--- BEGIN ---

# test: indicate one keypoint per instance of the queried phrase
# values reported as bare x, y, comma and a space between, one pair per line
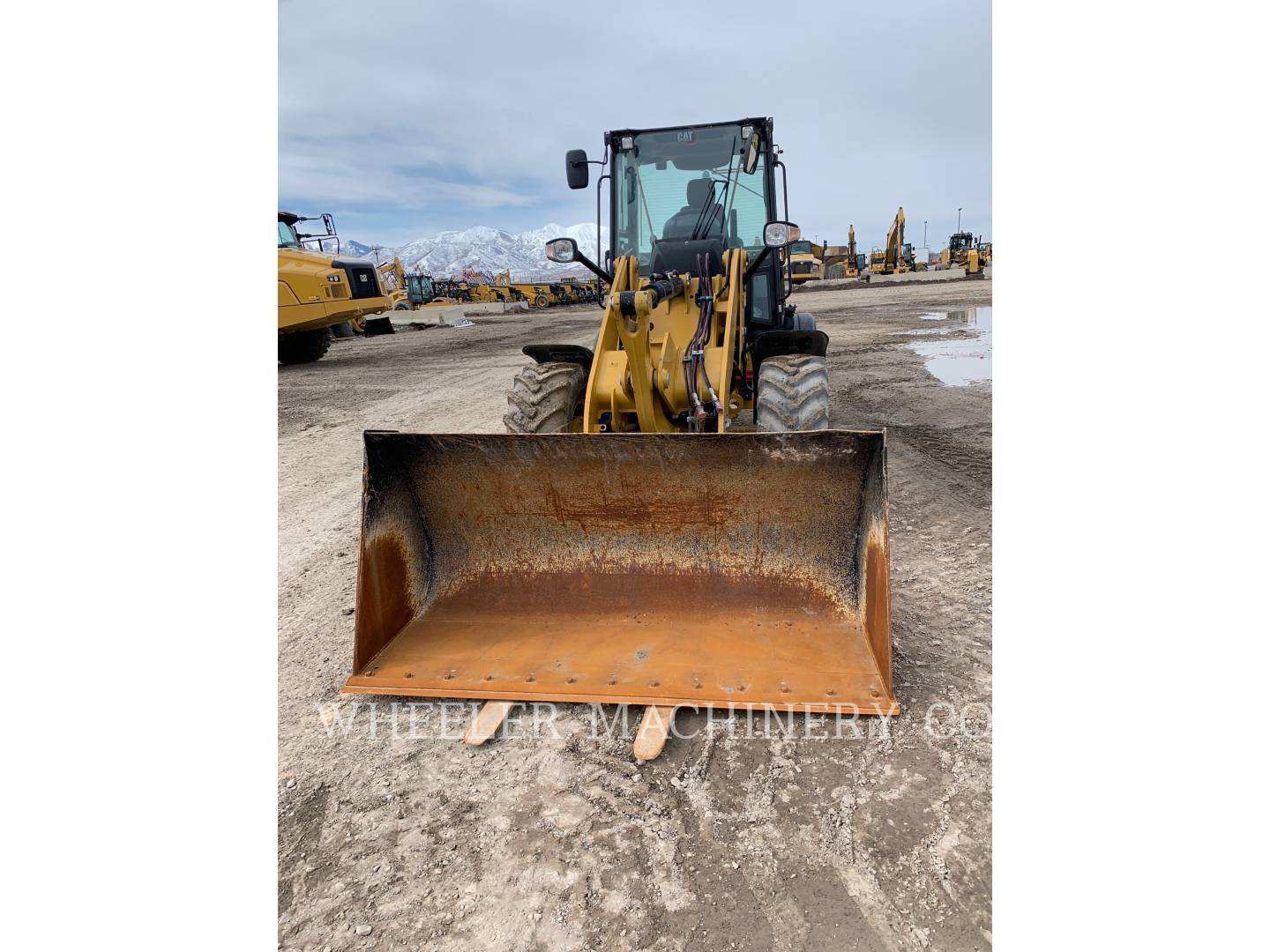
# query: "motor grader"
669, 519
961, 253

--- END ---

Exercise aim » Copy every line of the material above verbatim, omitting the pictures.

Task output »
# test: indicate one keypoint per instance of the queried phrase
# values reported as bare x, y, comma and a space between, one pair per line
# query: "motor grader"
669, 519
961, 253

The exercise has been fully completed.